**GIVEN PROBLEM**:
Tally the lines in the rows below that contain the string "knob", and give only that number.

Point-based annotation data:
++++++++++++++++++++

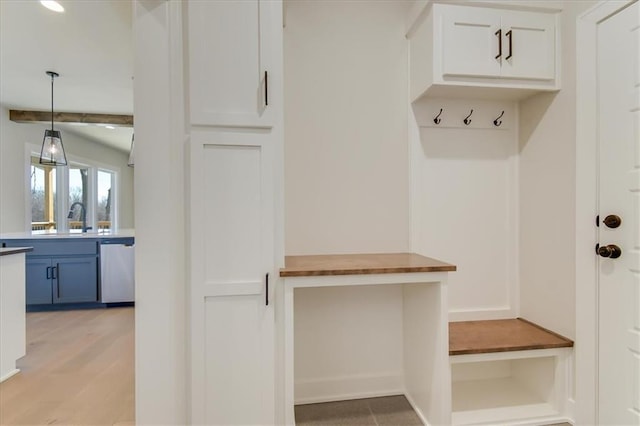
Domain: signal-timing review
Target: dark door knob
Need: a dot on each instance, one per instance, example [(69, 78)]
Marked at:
[(611, 251), (612, 221)]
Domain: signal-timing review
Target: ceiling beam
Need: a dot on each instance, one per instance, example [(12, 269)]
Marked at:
[(70, 117)]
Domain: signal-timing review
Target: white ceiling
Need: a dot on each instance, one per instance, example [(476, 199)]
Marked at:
[(90, 45)]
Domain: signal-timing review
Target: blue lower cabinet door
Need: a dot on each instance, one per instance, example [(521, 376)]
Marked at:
[(75, 279), (38, 281)]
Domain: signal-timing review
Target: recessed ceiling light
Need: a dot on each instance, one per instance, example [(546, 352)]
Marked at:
[(52, 5)]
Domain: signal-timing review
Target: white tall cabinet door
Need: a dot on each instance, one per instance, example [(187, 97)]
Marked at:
[(230, 59), (528, 45), (232, 240), (469, 41), (619, 194)]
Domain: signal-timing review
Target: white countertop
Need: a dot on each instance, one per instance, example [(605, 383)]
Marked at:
[(54, 235)]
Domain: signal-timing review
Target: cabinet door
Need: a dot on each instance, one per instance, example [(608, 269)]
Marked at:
[(469, 41), (229, 55), (75, 279), (529, 43), (232, 223), (38, 280)]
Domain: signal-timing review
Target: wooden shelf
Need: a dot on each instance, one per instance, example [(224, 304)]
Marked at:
[(361, 264), (477, 337)]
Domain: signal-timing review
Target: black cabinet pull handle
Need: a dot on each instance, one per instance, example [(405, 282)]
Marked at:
[(499, 34), (55, 277), (266, 89), (266, 292)]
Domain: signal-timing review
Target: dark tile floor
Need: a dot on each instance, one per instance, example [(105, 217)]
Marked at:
[(384, 411)]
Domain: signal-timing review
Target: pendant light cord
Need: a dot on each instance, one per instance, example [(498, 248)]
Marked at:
[(52, 76)]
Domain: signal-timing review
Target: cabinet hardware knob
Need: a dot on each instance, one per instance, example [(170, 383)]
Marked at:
[(612, 221), (266, 89), (611, 251), (266, 290), (437, 119), (467, 119)]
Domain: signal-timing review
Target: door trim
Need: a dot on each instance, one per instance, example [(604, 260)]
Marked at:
[(586, 209)]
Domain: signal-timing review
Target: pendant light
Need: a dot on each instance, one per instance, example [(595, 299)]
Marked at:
[(131, 155), (52, 152)]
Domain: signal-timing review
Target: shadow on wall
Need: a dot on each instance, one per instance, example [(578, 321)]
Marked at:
[(531, 113)]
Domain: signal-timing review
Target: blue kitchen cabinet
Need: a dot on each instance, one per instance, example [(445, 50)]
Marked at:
[(38, 280), (60, 270)]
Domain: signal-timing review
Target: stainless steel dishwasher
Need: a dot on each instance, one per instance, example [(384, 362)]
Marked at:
[(117, 270)]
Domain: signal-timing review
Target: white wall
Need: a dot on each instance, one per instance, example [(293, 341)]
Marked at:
[(547, 194), (464, 186), (346, 184), (14, 137), (161, 333), (346, 158)]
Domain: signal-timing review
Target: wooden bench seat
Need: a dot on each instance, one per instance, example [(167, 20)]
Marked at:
[(487, 336)]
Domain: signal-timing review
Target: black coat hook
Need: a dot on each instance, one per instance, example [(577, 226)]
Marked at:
[(437, 120), (467, 119)]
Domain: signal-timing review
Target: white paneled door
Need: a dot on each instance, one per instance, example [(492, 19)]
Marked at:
[(232, 316), (619, 218)]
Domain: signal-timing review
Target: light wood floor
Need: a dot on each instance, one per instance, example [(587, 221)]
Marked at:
[(79, 370)]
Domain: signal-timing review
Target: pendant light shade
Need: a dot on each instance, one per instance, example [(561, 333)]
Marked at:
[(52, 152)]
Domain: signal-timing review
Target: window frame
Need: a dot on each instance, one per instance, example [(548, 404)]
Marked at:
[(62, 191)]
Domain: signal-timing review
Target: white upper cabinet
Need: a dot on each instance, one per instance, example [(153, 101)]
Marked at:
[(229, 63), (469, 46), (483, 52)]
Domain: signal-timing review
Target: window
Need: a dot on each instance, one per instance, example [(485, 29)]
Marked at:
[(43, 196), (105, 194), (86, 197)]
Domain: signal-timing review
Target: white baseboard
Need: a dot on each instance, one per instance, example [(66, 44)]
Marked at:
[(417, 410), (481, 314), (311, 391)]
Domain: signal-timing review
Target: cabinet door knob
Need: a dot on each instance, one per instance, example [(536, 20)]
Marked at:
[(266, 89), (266, 290), (611, 251), (612, 221)]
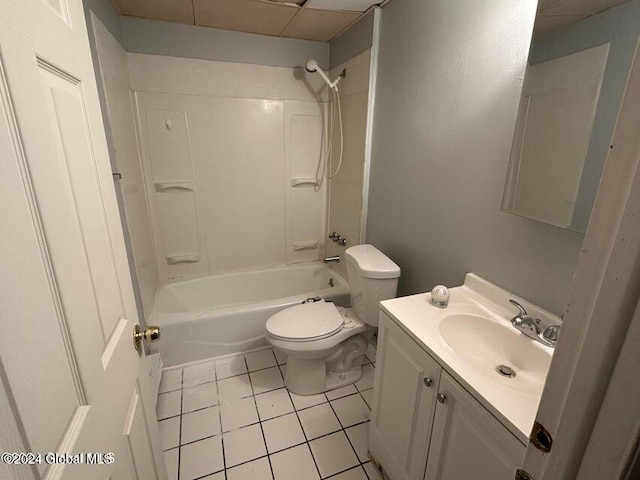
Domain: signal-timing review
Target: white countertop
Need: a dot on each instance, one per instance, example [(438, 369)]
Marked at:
[(513, 401)]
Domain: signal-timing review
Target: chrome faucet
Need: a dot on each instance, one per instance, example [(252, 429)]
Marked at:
[(525, 322), (529, 326)]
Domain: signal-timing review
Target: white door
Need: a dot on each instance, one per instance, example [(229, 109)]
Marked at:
[(467, 441), (405, 397), (69, 372)]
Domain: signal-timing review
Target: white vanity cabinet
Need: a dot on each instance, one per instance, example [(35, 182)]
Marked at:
[(435, 430), (405, 391), (467, 441)]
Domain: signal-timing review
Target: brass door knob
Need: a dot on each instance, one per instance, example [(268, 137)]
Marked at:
[(150, 334)]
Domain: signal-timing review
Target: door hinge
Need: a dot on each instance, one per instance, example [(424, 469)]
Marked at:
[(541, 438), (522, 475)]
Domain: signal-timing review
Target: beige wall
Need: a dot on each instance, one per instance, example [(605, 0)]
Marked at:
[(120, 125), (345, 190), (448, 87), (237, 136)]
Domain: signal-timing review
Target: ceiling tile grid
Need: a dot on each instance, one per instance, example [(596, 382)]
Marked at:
[(320, 20)]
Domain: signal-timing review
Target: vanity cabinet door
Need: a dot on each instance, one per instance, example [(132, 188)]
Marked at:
[(467, 441), (406, 384)]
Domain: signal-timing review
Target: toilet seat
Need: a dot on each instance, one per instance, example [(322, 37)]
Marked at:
[(306, 322)]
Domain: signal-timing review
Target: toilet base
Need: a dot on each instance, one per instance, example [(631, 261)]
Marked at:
[(309, 377), (341, 367)]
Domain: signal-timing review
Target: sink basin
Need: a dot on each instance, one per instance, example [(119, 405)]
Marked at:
[(485, 344)]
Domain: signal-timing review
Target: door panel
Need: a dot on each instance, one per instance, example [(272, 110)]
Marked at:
[(467, 441), (68, 367), (403, 404)]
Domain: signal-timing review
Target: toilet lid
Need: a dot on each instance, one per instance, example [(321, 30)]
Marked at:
[(306, 322)]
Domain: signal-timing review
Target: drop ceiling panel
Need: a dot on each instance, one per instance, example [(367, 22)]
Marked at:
[(321, 25), (576, 7), (252, 16), (546, 23), (180, 11), (348, 5)]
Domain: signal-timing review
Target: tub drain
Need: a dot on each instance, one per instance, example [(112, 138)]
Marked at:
[(506, 371)]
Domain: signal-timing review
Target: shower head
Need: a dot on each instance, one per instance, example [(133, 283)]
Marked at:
[(312, 67)]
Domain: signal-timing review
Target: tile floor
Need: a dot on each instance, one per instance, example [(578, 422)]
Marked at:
[(232, 419)]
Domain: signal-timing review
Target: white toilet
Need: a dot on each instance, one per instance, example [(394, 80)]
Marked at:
[(325, 344)]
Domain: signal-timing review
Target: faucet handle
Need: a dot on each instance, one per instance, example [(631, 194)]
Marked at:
[(550, 334), (523, 312)]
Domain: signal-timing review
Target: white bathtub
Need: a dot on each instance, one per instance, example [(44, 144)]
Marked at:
[(206, 317)]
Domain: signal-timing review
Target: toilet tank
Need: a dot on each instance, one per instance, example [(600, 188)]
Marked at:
[(373, 277)]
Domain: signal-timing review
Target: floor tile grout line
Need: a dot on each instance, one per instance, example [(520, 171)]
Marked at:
[(302, 428), (267, 420), (307, 441), (180, 432), (333, 475), (264, 439), (344, 429), (224, 457)]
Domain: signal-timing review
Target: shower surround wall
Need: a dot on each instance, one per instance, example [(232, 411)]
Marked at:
[(113, 82), (346, 189), (228, 151)]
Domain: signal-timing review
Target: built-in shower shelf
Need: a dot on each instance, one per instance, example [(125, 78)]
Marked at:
[(304, 245), (304, 181), (185, 258), (164, 186)]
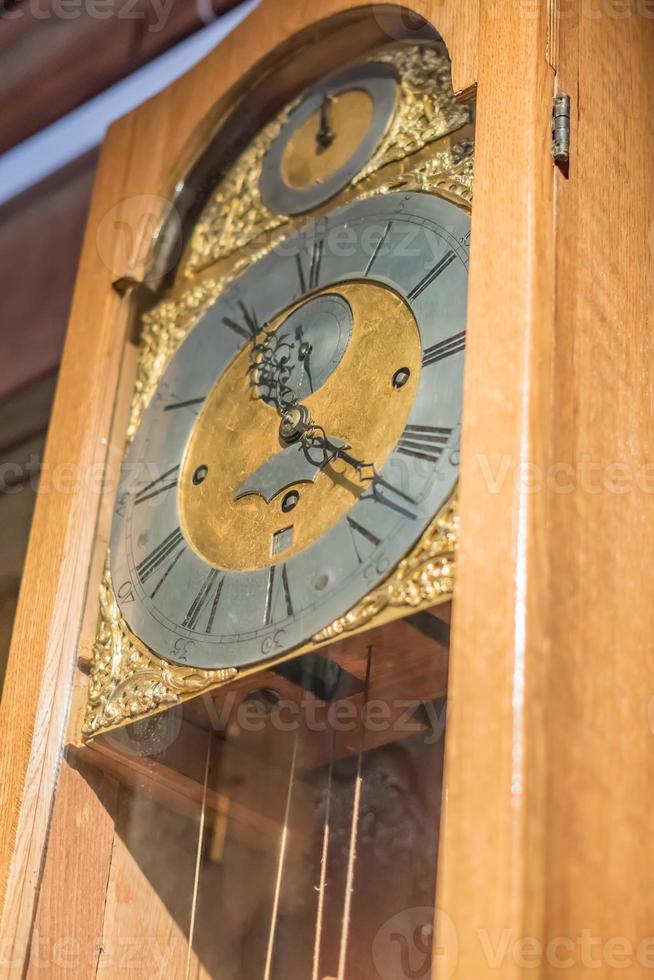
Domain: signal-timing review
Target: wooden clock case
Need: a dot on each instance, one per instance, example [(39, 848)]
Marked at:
[(550, 766)]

++++++++++++++++++++

**REPLY**:
4